*Vorgegebener Text*:
——————

Angehörigenbesuche im Krankenhaus: Positionspapier gibt Orientierung

Seit Beginn der Corona-Pandemie wurde mit rigiden Besuchsverboten oftmals weit über das Ziel hinaus geschossen. Dabei wurde völlig übersehen, dass Besuche von nahestehenden Menschen wesentlich zum Behandlungserfolg im Krankenhaus bzw. zur Lebensqualität und sozialen Teilhabe im Pflegeheim beitragen.

Händehalten-Sonne

Die Sektionen Ethik sowie Psychologische Versorgungsstrukturen der Deutschen Interdisziplinären Vereinigung für Intensiv- und Notfallmedizin (DIVI) haben jetzt gemeinsam ein Positionspapier veröffentlicht, das Krankenhäusern eine Hilfestellung bietet, wie Angehörigenbesuche strukturiert und pandemiekonform ermöglicht werden können. Denn schon jetzt verhängen viele Spitäler wieder striktere Besuchsregeln.

——————

*Gespeicherte Einträge*:
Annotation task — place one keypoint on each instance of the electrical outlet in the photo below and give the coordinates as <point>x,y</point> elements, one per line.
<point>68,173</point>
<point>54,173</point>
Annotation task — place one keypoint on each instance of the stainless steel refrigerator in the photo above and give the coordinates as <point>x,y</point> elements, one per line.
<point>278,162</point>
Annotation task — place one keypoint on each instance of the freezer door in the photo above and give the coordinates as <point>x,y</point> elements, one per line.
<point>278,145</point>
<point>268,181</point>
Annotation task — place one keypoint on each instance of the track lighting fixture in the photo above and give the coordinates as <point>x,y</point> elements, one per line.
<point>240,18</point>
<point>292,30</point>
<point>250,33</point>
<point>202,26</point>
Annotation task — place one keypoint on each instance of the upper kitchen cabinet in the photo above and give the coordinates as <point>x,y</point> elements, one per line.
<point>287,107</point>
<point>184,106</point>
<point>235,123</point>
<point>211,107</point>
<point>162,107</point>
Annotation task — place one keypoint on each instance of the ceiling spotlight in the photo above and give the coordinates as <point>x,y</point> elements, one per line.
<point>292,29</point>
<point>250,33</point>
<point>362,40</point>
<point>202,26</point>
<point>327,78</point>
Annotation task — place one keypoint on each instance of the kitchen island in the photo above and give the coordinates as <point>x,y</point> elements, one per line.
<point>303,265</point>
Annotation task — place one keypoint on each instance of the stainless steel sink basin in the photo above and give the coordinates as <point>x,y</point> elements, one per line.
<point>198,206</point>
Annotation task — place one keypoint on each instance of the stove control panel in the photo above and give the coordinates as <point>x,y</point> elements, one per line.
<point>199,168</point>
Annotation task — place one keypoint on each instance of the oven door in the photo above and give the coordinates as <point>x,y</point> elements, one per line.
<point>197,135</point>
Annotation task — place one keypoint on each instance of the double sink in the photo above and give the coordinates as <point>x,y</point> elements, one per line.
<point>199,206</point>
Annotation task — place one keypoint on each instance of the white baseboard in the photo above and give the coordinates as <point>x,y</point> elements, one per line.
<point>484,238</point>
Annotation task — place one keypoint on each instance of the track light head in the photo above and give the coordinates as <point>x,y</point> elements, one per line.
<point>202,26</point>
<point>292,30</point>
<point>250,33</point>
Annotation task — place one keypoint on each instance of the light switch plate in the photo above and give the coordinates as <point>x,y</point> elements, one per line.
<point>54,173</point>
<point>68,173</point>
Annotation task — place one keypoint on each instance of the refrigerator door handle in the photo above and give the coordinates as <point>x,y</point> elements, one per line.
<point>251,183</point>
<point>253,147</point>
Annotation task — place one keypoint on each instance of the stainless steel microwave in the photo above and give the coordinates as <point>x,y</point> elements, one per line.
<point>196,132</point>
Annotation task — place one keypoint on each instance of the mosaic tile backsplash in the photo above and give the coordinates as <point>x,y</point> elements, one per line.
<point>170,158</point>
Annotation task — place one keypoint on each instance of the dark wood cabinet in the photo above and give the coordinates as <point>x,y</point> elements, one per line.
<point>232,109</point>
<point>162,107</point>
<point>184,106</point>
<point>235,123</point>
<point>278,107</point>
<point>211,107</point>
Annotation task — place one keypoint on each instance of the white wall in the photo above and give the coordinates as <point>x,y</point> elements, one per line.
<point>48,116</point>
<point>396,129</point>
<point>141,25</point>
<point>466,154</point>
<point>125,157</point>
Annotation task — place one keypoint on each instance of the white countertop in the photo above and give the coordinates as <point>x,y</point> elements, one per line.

——————

*Aufgaben und Übungen*:
A: Schreiben Sie bitte aus dem Text über Angehörigenbesuche im Krankenhaus die Stelle von „Die Sektionen Ethik“ bis „wieder striktere Besuchsregeln.“ wortgetreu ab.
B: Schreiben Sie den Text über Angehörigenbesuche im Krankenhaus im Anschluss an seinen letzten Satz weiter.

*Antworten nach Nummer*:
A:
Die Sektionen Ethik sowie Psychologische Versorgungsstrukturen der Deutschen Interdisziplinären Vereinigung für Intensiv- und Notfallmedizin (DIVI) haben jetzt gemeinsam ein Positionspapier veröffentlicht, das Krankenhäusern eine Hilfestellung bietet, wie Angehörigenbesuche strukturiert und pandemiekonform ermöglicht werden können. Denn schon jetzt verhängen viele Spitäler wieder striktere Besuchsregeln.

B:
Erhöhte Delirgefahr verzögert Genesungsprozess

„Natürlich erfordert die Pandemie notwendige Einschränkungen. Dies darf aber keinesfalls zu einer Isolation von Patient*innen führen“, warnt Dr. Teresa Deffner, Psychologin in der Klinik für Anästhesiologie und Intensivmedizin am UK Jena. Fehlender Besuch wirkt sich negativ auf die Genesung der Patient*innen aus – dies zeigt sich in der intensivmedizinischen Behandlung ganz konkret. Aktuelle Studien belegen, dass reduzierter Angehörigenkontakt z.B. mit einem erhöhten Delir-Risiko bei Patienten einhergeht und damit den Genesungsprozess verzögert.

Erhebliche Belastung auch für das Pflegepersonal

Besuchsverbote stellen nicht nur für die Patient*innen eine große Belastung dar, sondern haben auch gravierende Folgen für die Angehörigen und können zu komplizierten Trauerreaktionen führen, beispielsweise wenn Angehörige sich nicht durch persönliche Begleitung von sterbenden Patient*innen verabschieden konnten. Auch für das Personal stellen strenge Besuchseinschränkungen eine erhebliche Belastung dar, vor allem wenn Patienten ohne Angehörigenkontakt sterben müssen.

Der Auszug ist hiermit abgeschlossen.